# Happy Birthday Cheddar Cheese Karl Sitts



## wheelsup_cavu (Oct 21, 2009)

Aircraft of World War II - Warbird Forums - View Profile: cheddar cheese

Aircraft of World War II - Warbird Forums - View Profile: Karl Sitts

Happy birthday to both of you!
I hope it was a good one.


Wheels


----------



## vikingBerserker (Oct 21, 2009)

Happy birthday fellas!


----------



## Ferdinand Foch (Oct 21, 2009)

Hey CC and KS, happy birthday!! With many more to come!


----------



## Lucky13 (Oct 21, 2009)

Happy Birthday guys and many more to follow!


----------



## Vic Balshaw (Oct 21, 2009)

Hay guys, Hoppy Birthday, hope you both have a great day......


----------



## v2 (Oct 21, 2009)

Happy Birthday guys! 
__________________


----------



## imalko (Oct 21, 2009)

Happy birthday fellas!


----------



## lesofprimus (Oct 21, 2009)

Happy Birthday Daniel, u too Karl....


----------



## B-17engineer (Oct 21, 2009)

Happy birthday CC and KS!!!


----------



## RabidAlien (Oct 21, 2009)

Happy Birthday, y'all!


----------



## Thorlifter (Oct 21, 2009)

Happy Birthday to both you boys! I hope your day is full of relaxation and your lavished in expensive gifts! If you don't get that, maybe you'll get a piece of cake.


----------



## Wildcat (Oct 21, 2009)

Happy Birthday guys!!!


----------



## Geedee (Oct 21, 2009)

Happy b'day guys.

You're very lucky ya know !!!! Where I work...sorry, that place I go to during the day!...when its your birthday, you (yes you !) have to buy cakes for everyone . Its B expensive when theres only around thirty to buy for ....but on this site ?

I'd like a cream eclair if theres one going spare


----------



## Gnomey (Oct 21, 2009)

Happy Birthday!


----------



## beaupower32 (Oct 21, 2009)

Happy B-day guys.


----------



## seesul (Oct 21, 2009)

Happy B´day fellas!


----------



## Matt308 (Oct 21, 2009)

Cheddar is gone. Back to his bi-curious Chav ways crammed full of excessive drinking, metrosexual grooming and eerie eye makeup.  Perhaps he'll return in another year or two.


----------



## Aaron Brooks Wolters (Oct 21, 2009)

Happy birthday fellas. Hope it's a good one.


----------



## Shinpachi (Oct 22, 2009)

Happy Birthday, Karl Sitts!
Happy Birthday, cheddar cheese!


----------



## Wayne Little (Oct 22, 2009)

Happy Birthday you Guys!


----------



## Wurger (Oct 22, 2009)

With all here A happy Birthday Mates.


----------



## Matt308 (Oct 22, 2009)

CC's gone again. I knew it.


----------



## Lucky13 (Oct 24, 2009)

He's just gone to the John.....


----------



## Maximowitz (Oct 24, 2009)

Happy Birthday!


----------

*Data extract*:
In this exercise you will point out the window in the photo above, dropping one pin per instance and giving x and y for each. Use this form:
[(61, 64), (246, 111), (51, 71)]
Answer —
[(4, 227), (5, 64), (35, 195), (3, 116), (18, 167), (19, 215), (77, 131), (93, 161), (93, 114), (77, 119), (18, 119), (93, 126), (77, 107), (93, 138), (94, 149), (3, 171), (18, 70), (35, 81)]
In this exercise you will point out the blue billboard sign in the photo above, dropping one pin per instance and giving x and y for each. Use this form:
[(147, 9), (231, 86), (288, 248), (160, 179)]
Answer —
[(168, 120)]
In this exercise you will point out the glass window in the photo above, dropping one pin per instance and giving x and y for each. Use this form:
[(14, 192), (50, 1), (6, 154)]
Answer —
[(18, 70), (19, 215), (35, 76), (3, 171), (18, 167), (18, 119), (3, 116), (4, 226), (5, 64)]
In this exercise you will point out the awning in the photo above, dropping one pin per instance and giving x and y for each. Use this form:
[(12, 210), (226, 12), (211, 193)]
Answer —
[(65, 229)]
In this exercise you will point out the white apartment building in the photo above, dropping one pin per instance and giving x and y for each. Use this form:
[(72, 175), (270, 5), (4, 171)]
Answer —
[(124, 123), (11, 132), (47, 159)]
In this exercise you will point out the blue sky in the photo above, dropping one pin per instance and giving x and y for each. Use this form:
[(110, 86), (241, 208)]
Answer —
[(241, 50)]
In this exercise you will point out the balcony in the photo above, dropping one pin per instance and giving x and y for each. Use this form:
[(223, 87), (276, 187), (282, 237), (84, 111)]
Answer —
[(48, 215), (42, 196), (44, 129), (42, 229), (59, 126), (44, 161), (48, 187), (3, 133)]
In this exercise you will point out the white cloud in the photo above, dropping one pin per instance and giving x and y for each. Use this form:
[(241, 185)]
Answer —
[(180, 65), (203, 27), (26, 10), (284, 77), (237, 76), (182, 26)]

*Short problem 1*: Please print the part of the birthday thread that opens with the words containing "Happy b'day guys." and closes with "Gnomey (Oct 21, 2009)".
*Short problem 2*:
For each statement below, answer yes or no on whether it agrees with the birthday thread, and quote the words of the thread that decide it.
(a) Geedee writes that at the workplace, the person having a birthday must buy cakes for everyone.
(b) Thorlifter hopes the birthday day is full of work.
(c) Shinpachi posted on Oct 21, 2009.

*Result 1*:
Happy b'day guys.

You're very lucky ya know !!!! Where I work...sorry, that place I go to during the day!...when its your birthday, you (yes you !) have to buy cakes for everyone . Its B expensive when theres only around thirty to buy for ....but on this site ?

I'd like a cream eclair if theres one going spare


----------



## Gnomey (Oct 21, 2009)

*Result 2*:
(a) Yes: "when its your birthday, you (yes you !) have to buy cakes for everyone"
(b) No: "I hope your day is full of relaxation"
(c) No: "Shinpachi (Oct 22, 2009)"